[TO DO]: Every record needs to be repeated exactly; its pictures do not.

[MATERIAL PROVIDED]:
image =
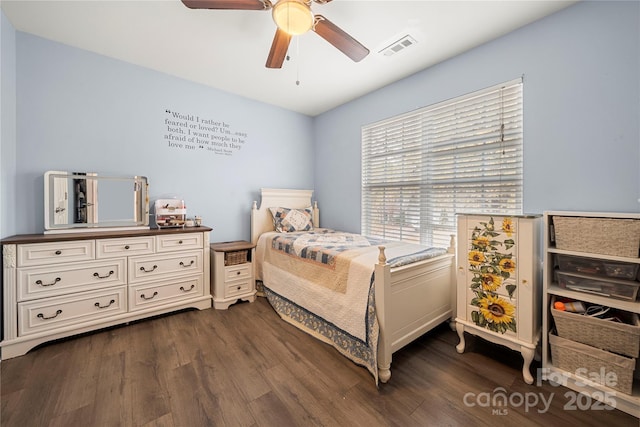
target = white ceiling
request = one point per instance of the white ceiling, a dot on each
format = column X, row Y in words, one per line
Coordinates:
column 227, row 49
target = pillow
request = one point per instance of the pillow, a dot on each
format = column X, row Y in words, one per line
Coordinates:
column 286, row 220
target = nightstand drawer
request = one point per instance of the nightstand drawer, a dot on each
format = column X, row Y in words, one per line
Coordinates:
column 54, row 253
column 164, row 292
column 109, row 248
column 239, row 271
column 238, row 288
column 179, row 242
column 83, row 307
column 40, row 282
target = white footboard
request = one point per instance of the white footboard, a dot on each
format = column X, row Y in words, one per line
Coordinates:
column 411, row 300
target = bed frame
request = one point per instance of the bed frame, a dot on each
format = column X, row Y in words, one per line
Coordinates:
column 410, row 300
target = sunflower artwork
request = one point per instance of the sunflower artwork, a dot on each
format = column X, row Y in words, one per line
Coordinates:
column 491, row 268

[RESPONSE TO THIS EXERCISE]:
image =
target = white ceiling
request = one point per instance of the white ceiling, a dot on each
format = column X, row Y in words, one per line
Coordinates:
column 227, row 49
target = pillow
request = one point per instance of the pillow, a dot on each
format = column X, row Y in words, one per line
Coordinates:
column 286, row 220
target = nightstand drawer
request = one point per instance of the nightstand drawer, a dot on each
format = column X, row Y in words, one per line
Coordinates:
column 54, row 253
column 164, row 292
column 109, row 248
column 239, row 271
column 238, row 288
column 179, row 242
column 83, row 307
column 40, row 282
target = white footboard
request = one point per instance of the white footboard, a dot on each
format = column X, row Y in words, one per line
Coordinates:
column 411, row 300
target = bed frame
request = one point per instance of the bed frame, a dot on each
format = column X, row Y in words, one per line
Coordinates:
column 410, row 300
target = sunflower artwork
request = one point per instance of the sunflower artwork, a dot on each
format = column X, row Y in words, one per line
Coordinates:
column 491, row 268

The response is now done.